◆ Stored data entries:
────────────────────────────────────────
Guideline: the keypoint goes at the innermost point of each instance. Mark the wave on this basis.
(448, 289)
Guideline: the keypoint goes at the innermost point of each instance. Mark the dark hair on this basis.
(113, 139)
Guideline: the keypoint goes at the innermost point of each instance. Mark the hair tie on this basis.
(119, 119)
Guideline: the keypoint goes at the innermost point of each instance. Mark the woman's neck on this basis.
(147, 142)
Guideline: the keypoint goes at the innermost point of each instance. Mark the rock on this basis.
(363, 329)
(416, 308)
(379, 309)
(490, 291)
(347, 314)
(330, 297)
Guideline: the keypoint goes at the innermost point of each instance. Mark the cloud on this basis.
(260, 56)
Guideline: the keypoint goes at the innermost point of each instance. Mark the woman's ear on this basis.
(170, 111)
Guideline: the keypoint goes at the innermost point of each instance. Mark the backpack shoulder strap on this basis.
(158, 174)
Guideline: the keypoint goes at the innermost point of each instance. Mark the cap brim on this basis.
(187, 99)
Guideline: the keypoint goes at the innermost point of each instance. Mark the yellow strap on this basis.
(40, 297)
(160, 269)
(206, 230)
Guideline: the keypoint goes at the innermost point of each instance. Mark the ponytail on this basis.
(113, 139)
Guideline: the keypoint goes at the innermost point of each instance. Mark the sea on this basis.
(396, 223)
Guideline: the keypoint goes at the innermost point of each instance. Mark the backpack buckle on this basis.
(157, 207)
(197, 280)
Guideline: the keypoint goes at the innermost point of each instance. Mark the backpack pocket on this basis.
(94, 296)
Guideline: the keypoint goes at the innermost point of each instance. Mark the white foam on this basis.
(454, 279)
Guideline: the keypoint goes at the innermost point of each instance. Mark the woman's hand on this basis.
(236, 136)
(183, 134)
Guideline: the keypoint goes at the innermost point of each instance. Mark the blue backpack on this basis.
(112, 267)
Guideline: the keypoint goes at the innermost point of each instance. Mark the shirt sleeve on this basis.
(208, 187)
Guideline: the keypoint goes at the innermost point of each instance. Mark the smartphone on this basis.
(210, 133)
────────────────────────────────────────
◆ EXERCISE PROMPT: Repeat, word for word, every line from the line that contains "sea on this basis." to the end of the entries; include both of those lines and no others.

◆ EXERCISE RESPONSE:
Guideline: the keypoint goes at the innermost point of each instance. Mark the sea on this basis.
(396, 223)
Guideline: the keypoint goes at the innermost point of each instance. Mark the backpack buckle on this basis.
(157, 207)
(197, 280)
Guideline: the keypoint goes at the innermost point of each instance. Mark the backpack pocket on this basis.
(94, 296)
Guideline: the keypoint goes at the innermost point of each instance. Mark the white foam on this basis.
(454, 279)
Guideline: the keypoint goes at the innermost point of each instance. Mark the woman's hand on this basis.
(236, 136)
(183, 134)
Guideline: the keypoint goes at the innermost point of each instance. Mark the blue backpack on this basis.
(112, 267)
Guideline: the keypoint goes at the innermost point of each instance. Mark the shirt sleeve on this basis.
(208, 187)
Guideline: the keypoint goes at the innermost point of each instance. Mark the smartphone on this basis.
(210, 133)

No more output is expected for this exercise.